Yapılacaklar —
- 1) Sayfa alıntısını iki cümleyle özetleyin.
- 2) Sayfa alıntısını "Ankara'daki gazeteci arkadaşlarımızın" ifadesinden başlayıp "artsın diye çalışacaklar!" ifadesine kadar, bu ifade de dahil olmak üzere hiç değiştirmeden yeniden yazın.

Sayfa alıntısı —
───
Ankara'daki gazeteci arkadaşlarımızın izlenimleri o ki AKP kurmaylarına göre İstanbul seçimini kazanabilmeleri, YRP oylarının azalması, DEM Parti oylarının yükselmesi ile mümkün.

Geçen gün Ankara'da bir gazeteci arkadaşım, AKP yöneticilerinin Kurum'un seçim kazanma formülü olarak "YRP'nin yüzde 3'ün altında, DEM Parti'nin yüzde 6'nın üstünde oy almasının nasıl sağlanabileceğinin" konuşulduğunu anlattı.

Eğlenceli bulduğumu itiraf etmeliyim.

Düşünün birtakım AKP yöneticileri seçimde YRP'nin oyları azalsın, DEM Parti'nin oyları artsın diye çalışacaklar!

Nereden nereye diyeceğim ama siyasette bunlar normal işler.

Anormal olan seçimlere giren ve halkın oylarıyla temsilcileri parlamentoya, belediye meclislerine, başkanlıklarına seçilen siyasi partilerin meşruiyetlerini tartışmaktır.

Radikal'i yönettiğim günlerde birlikte çalıştığımız meslektaşım Deniz Zeyrek, dün Sözcü'deki köşesinde bu konuyla ilgili kulis bilgilerini paylaştı.

"AKP'lilerin yaptıkları değerlendirmeye göre DEM Parti yüzde 4'ü geçer, YRP yüzde 3'ün altına düşerse İmamoğlu'nun işi zorlaşabilir, Kurum'a şans doğabilir" diye yazdı.

AKP'li yetkililer DEM Parti'nin güçlü adayına karşın oyunu hâlâ yeterince yükseltememiş olmasını medyadaki görünürlüğünün azalmasına bağlıyormuş.

Onun için de 21 Mart günü kutlanacak olan Nevruz bayramında DEM Parti'nin özellikle İstanbul'da büyük bir Nevruz mitingi kutlamasına yol verilecekmiş.

Nevruz mitingiyle Kürt seçmenin nabzının yükseltilip, 31 Mart'ta sandığa gittiklerinde o yüksek nabızla kendi partilerine oy verecekleri hesaplanıyormuş.

AKP'liler böyle düşünürler ama bunu yaparlar mı, bunu göreceğiz.

Zamanında yine oy için "megri megri" diye ağıt yakıldığına da tanık olduğumuz için bu mümkün olabilir.

Yandaş medyanın nabzını tutarak, bunun gerçekleşip gerçekleşmeyeceğini üç – beş gün içinde anlayabiliriz.

Bu vesileyle peşin peşin ben de Nevruz'u kutlayayım:

Newroz Pîroz Be! (Kürtçede, "Nevruz kutlu olsun" anlamına geliyor.)

Mehmet Y. Yılmaz kimdir?
───
Gösterilen kayıtlar —

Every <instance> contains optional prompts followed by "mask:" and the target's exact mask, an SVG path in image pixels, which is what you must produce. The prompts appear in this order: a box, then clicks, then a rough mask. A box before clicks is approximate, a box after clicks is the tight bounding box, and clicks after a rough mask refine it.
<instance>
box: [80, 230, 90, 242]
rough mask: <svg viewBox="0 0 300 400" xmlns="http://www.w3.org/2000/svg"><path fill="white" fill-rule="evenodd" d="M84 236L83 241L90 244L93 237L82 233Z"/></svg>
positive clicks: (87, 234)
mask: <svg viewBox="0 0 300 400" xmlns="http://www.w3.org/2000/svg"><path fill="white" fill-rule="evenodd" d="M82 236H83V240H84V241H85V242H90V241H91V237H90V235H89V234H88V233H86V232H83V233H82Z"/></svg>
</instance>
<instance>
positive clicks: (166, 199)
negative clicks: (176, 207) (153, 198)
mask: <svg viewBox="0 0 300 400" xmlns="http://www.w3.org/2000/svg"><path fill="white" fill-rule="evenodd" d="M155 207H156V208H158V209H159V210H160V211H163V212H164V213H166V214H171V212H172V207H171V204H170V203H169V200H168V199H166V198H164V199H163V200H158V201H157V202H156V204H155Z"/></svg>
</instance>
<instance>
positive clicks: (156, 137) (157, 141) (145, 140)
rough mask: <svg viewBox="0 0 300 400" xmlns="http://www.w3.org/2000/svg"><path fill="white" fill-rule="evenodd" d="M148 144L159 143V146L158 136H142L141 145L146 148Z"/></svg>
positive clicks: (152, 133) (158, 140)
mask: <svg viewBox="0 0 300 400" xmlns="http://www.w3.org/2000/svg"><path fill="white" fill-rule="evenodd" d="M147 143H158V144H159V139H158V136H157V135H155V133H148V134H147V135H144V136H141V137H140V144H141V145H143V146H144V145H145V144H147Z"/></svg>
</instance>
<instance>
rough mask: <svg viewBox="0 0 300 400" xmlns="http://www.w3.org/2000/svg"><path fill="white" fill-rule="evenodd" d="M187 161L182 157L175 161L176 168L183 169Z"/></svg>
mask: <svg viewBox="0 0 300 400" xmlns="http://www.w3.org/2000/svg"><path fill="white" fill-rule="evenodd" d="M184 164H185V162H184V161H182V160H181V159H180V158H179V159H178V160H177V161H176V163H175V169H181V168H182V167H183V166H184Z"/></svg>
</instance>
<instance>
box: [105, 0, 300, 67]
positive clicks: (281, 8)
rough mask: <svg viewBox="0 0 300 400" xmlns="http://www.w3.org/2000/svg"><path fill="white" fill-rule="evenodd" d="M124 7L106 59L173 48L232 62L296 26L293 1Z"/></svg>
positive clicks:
───
Yanıtlar —
- 1) Ankara'daki gazetecilerin izlenimine göre AKP kurmayları, Kurum'un İstanbul seçimini kazanmasını YRP oylarının azalmasına ve DEM Parti oylarının yükselmesine bağlıyor. Bu nedenle DEM Parti'nin 21 Mart'ta İstanbul'da büyük bir Nevruz mitingi yapmasına yol verileceği ve Kürt seçmenin 31 Mart'ta bu heyecanla kendi partisine oy vereceğinin hesaplandığı aktarılıyor.

- 2)
Ankara'daki gazeteci arkadaşlarımızın izlenimleri o ki AKP kurmaylarına göre İstanbul seçimini kazanabilmeleri, YRP oylarının azalması, DEM Parti oylarının yükselmesi ile mümkün.

Geçen gün Ankara'da bir gazeteci arkadaşım, AKP yöneticilerinin Kurum'un seçim kazanma formülü olarak "YRP'nin yüzde 3'ün altında, DEM Parti'nin yüzde 6'nın üstünde oy almasının nasıl sağlanabileceğinin" konuşulduğunu anlattı.

Eğlenceli bulduğumu itiraf etmeliyim.

Düşünün birtakım AKP yöneticileri seçimde YRP'nin oyları azalsın, DEM Parti'nin oyları artsın diye çalışacaklar!